Netlify related request

Request for updated permissions - to be granted.

From action item updates

Replacing reCaptcha with hCaptcha.

  • hCaptcha better supported now in Mediawiki.
  • Bugs of reCaptcha and simple editor.

HP DL360 Gen9 servers for Dublin

Paul came up with different numbers of servers required when budgeting and now: 7 then and 10 now. (https://github.com/openstreetmap/operations/issues/525)

Improved locality of backend tile requests

https://github.com/openstreetmap/operations/issues/527
Europe tile requests are being split based on metatile coordinate into server groups of one powerful server + one weak server. Significant reduction in rendering workload.

Will this cause problems with failover?

Decision: Test 10 minute stopping of apache on odin or ysera at 22:00 or 23:00 UK time.

Planet servers

We need to decide the plan for the planet servers and if they're going to need a large (>30TB) RAID array or we will use object store. What needs to happen?

3 things that need storage

  • planet server
    • has backups, probably a significant portion of that
    • backups should be moved to AWS
    • Grant to provide breakdown of usage of planet server storage space
    • Paul to look at new server with enough storage to replace ironbelly
  • dev server
  • imagery server

Action: Grant to provide breakdown of planet server files.

Breakdown of planet server files (incomplete run) 3.4 TB Backups
400 G log files
300 G Current run of a planet dump
RAILS storage (old user images and gpx files)

AWS

  • Planet serving portion of S3 might be provided for free (potentially replication and services we need to run the S3 bucket). Wouldn't run tile services.
  • Concern: development time.

☆ ☆ ☆ ☆ ☆ ☆ ☆

# [Required tasks]
[a] Say whether each statement agrees with the operations meeting notes. Answer yes or no, and quote the words from the notes that decide it.
(i) Europe tile requests are split into server groups made of two powerful servers.
(ii) Backups on the planet server should be moved to AWS.
(iii) The number of servers Paul said were needed went from 7 to 10.
[b] Answer these questions using the operations meeting notes.
(i) What is hCaptcha replacing?
(ii) At what UK times is the apache stopping test to take place?
(iii) How much space do log files take in the breakdown of planet server files?
[c] Carry on the operations meeting notes from where they stop.

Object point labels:
☆ ☆ ☆ ☆ ☆ ☆ ☆

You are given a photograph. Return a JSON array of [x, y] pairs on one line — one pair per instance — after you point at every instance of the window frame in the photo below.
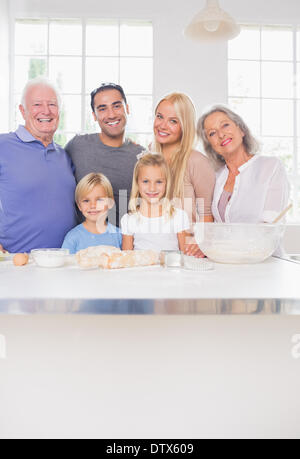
[[294, 177], [83, 55]]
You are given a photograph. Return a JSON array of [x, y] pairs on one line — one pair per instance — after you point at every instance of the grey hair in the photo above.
[[40, 81], [251, 144]]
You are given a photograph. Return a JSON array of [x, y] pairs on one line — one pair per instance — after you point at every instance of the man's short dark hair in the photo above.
[[106, 87]]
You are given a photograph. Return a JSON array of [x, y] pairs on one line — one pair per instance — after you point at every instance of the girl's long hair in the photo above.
[[156, 160], [186, 114]]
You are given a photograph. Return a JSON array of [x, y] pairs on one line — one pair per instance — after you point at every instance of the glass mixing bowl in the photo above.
[[238, 242]]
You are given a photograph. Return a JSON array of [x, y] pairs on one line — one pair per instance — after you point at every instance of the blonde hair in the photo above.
[[155, 160], [88, 183], [186, 114]]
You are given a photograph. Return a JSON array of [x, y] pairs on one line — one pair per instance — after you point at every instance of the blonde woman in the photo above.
[[152, 221], [193, 177]]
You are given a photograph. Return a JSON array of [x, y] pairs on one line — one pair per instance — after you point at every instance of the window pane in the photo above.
[[244, 78], [66, 73], [277, 118], [31, 37], [281, 148], [136, 75], [141, 114], [277, 43], [102, 38], [136, 39], [101, 70], [277, 79], [249, 110], [246, 45], [70, 116], [65, 37], [27, 68]]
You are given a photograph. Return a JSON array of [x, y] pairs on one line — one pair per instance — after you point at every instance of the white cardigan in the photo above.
[[260, 193]]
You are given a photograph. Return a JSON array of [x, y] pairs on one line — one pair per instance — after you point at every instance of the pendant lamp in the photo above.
[[212, 24]]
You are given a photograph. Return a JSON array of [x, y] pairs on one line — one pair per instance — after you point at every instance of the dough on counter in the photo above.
[[129, 259], [21, 259], [108, 257]]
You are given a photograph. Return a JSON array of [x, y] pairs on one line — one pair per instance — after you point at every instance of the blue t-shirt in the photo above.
[[80, 238]]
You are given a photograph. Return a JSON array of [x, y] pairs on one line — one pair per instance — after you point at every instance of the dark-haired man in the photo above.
[[108, 152]]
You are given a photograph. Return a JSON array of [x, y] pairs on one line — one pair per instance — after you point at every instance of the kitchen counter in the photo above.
[[150, 353], [31, 289]]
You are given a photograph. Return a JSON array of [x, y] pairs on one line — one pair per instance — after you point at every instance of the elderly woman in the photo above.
[[249, 188]]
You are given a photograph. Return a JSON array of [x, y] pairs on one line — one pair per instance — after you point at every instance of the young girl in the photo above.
[[94, 197], [152, 222]]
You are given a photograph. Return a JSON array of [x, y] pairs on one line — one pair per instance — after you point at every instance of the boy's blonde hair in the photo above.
[[155, 160], [88, 183], [186, 114]]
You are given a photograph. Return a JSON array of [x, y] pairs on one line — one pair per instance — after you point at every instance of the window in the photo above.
[[78, 55], [264, 88]]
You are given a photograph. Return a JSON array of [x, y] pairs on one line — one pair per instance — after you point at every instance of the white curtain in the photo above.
[[4, 65]]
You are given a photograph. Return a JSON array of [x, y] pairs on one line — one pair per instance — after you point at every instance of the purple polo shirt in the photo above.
[[37, 188]]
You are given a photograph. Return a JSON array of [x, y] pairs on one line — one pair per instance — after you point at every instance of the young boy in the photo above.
[[94, 197]]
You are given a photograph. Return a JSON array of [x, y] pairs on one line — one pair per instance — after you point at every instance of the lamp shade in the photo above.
[[212, 24]]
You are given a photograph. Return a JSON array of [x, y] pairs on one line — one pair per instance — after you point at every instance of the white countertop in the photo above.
[[273, 278]]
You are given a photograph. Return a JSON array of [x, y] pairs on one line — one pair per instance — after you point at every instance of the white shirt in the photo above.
[[155, 233], [260, 193]]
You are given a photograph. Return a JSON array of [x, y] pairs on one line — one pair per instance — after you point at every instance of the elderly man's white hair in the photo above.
[[40, 81]]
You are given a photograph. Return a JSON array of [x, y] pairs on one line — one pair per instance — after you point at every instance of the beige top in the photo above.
[[199, 184]]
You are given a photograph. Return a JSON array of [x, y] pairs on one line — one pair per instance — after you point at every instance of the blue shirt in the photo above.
[[37, 188], [80, 238]]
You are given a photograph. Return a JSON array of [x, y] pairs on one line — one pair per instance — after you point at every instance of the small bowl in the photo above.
[[50, 258], [197, 264]]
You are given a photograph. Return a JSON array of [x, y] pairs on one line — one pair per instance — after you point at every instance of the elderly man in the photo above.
[[36, 177], [108, 152]]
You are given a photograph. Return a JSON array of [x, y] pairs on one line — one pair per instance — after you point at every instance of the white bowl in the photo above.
[[50, 258], [238, 242]]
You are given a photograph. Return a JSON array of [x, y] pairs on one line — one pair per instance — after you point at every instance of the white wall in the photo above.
[[197, 69], [4, 66]]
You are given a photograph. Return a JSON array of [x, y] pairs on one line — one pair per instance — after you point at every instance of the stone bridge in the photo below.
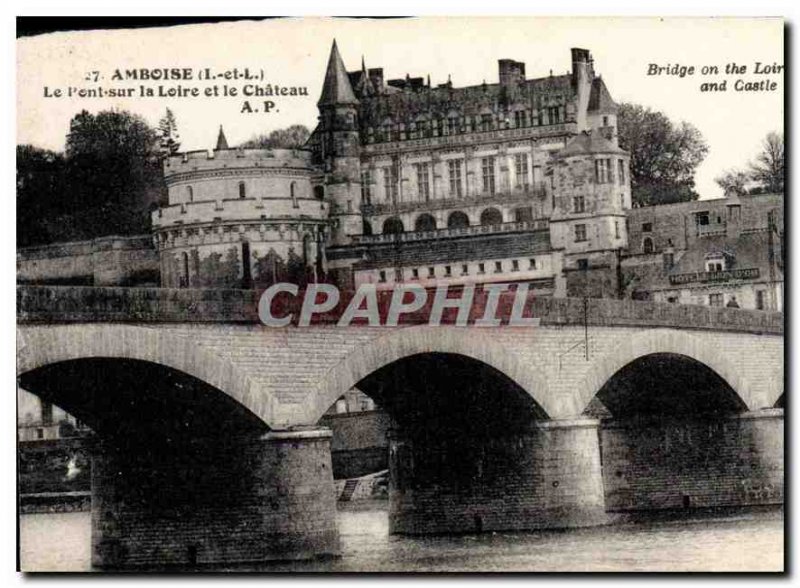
[[591, 412]]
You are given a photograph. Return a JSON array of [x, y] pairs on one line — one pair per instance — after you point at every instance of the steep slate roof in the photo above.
[[336, 89], [600, 100], [588, 143]]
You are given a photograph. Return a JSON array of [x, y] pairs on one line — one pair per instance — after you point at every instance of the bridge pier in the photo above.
[[548, 476], [676, 464], [248, 501]]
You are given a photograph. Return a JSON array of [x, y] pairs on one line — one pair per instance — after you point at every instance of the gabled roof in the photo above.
[[600, 100], [337, 88], [588, 143]]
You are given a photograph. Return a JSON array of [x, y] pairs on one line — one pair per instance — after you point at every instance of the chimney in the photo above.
[[511, 72]]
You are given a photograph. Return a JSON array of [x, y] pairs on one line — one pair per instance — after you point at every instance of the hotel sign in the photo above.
[[722, 276]]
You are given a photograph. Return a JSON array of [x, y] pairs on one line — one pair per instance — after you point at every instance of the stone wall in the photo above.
[[732, 462], [547, 478], [359, 445], [209, 504], [107, 261]]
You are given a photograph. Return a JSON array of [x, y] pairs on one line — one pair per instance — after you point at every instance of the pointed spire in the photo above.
[[222, 142], [336, 88]]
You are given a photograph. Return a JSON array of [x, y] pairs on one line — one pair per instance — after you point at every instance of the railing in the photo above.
[[71, 304], [513, 227], [537, 190]]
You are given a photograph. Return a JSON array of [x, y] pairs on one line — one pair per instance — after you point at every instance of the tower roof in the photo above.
[[336, 88], [222, 142]]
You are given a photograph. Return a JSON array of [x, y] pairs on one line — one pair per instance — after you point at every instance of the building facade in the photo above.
[[521, 181]]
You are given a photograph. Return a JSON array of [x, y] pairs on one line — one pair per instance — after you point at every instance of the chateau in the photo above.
[[521, 181]]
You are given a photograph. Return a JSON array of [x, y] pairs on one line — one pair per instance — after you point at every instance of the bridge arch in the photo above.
[[39, 347], [653, 342], [403, 343]]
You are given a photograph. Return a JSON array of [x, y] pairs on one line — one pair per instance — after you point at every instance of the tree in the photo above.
[[768, 168], [292, 137], [114, 166], [664, 155], [168, 135], [734, 180]]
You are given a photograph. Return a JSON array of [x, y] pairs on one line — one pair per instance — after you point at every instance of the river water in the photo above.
[[750, 541]]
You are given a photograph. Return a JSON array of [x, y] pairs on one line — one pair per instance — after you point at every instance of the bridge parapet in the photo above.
[[70, 304]]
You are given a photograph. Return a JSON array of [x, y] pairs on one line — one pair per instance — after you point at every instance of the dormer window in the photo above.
[[715, 263]]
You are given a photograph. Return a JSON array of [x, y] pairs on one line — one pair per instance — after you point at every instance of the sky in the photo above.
[[294, 52]]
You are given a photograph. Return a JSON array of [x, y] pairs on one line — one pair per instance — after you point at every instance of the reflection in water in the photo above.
[[750, 541]]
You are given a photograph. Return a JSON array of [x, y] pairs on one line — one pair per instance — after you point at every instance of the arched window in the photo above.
[[184, 279], [425, 222], [491, 216], [247, 276], [457, 220], [393, 226], [366, 228]]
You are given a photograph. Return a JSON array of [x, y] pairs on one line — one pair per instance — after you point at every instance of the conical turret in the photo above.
[[222, 142], [336, 89]]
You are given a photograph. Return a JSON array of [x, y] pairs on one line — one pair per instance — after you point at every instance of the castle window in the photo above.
[[390, 181], [184, 279], [521, 169], [393, 226], [452, 125], [366, 187], [761, 300], [454, 171], [425, 222], [602, 171], [491, 216], [457, 220], [523, 214], [487, 167], [423, 181]]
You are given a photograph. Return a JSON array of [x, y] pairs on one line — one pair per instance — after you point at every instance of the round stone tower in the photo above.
[[239, 218]]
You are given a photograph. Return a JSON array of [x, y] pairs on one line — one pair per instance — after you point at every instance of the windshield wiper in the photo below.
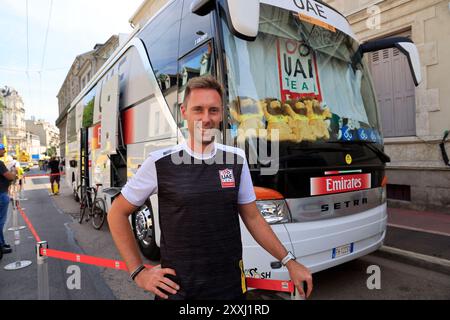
[[370, 145]]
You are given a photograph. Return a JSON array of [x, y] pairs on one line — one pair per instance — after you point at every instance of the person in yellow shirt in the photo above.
[[21, 180]]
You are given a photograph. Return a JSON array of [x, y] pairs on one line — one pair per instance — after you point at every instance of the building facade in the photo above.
[[414, 119], [12, 119], [81, 72]]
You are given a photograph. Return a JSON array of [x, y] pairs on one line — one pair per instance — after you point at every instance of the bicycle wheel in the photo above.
[[83, 207], [98, 213]]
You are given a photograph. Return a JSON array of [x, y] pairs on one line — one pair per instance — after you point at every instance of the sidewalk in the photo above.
[[429, 222], [419, 237]]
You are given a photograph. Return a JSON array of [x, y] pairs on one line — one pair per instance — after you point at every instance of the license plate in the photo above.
[[342, 251]]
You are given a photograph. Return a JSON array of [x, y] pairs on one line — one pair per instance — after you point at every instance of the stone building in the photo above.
[[81, 72], [414, 119], [12, 119]]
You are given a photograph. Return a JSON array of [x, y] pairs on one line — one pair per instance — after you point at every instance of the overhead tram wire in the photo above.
[[44, 51]]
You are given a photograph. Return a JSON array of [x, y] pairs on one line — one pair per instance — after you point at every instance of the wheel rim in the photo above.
[[144, 226]]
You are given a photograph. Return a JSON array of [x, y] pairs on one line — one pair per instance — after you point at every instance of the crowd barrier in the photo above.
[[43, 175], [43, 253]]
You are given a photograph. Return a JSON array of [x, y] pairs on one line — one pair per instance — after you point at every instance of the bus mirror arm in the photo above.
[[405, 45]]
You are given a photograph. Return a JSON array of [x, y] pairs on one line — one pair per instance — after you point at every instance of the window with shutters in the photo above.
[[395, 92]]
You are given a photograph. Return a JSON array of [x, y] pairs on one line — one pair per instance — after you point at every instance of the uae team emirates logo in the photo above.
[[227, 178]]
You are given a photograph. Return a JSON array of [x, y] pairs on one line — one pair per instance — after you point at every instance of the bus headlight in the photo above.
[[274, 211]]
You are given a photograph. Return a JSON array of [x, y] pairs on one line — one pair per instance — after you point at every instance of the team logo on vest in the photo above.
[[227, 178]]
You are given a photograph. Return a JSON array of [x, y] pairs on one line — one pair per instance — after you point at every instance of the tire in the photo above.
[[98, 213], [143, 228]]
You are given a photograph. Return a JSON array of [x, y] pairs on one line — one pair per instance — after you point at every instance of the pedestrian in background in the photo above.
[[6, 177], [53, 165]]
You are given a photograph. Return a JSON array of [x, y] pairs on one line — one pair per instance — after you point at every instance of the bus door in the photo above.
[[84, 159], [110, 131]]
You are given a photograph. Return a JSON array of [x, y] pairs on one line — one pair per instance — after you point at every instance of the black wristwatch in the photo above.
[[290, 256]]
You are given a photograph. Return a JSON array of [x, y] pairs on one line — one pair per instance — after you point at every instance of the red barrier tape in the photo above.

☆ ☆ ☆ ☆ ☆ ☆ ☆

# [The replies]
[a]
(i) No: "one powerful server + one weak server"
(ii) Yes: "backups should be moved to AWS"
(iii) Yes: "7 then and 10 now"

[b]
(i) reCaptcha
(ii) 22:00 or 23:00 UK time
(iii) 400 G

[c]
Decision: 2U machine. Suggestion: 32TB + 25%. Will depend on run.

Future: add extra disks to slots. No concern for unmatched disks.

QGIS

Topic added after request of Sarah Hoffmann (Nominatim).

Deferred until we can talk to Sarah.

10Gb Switches

£3500 each minimum

Action: Grant to price up options for review and decision.

RAM for new DB server in Dublin

DB server: 11.04 TB used.

Decision: 0.5 TB RAM

Dublin tickets

https://github.com/openstreetmap/operations/milestone/5

Suggestion: split ticket "cabling and accessories" https://github.com/openstreetmap/operations/issues/529

Open Ops Tickets

Review open, what needs policy and what needs someone to help with.
https://github.com/openstreetmap/operations/issues

Action items from this meeting

  • Grant to give Twitter credentials to Paul. [Action item updates]
  • Grant to provide breakdown of planet server files. [Topic: Planet servers]
  • Grant to price up 10Gb Switches options for review and decision. [Topic: 10Gb Switches]

Next meeting

Wednesday 2 June 2021 18:00 London time

Operations meetings are currently being held every 2 Wednesdays, at 18:00 London time.
Online calendar showing the OPS meetings.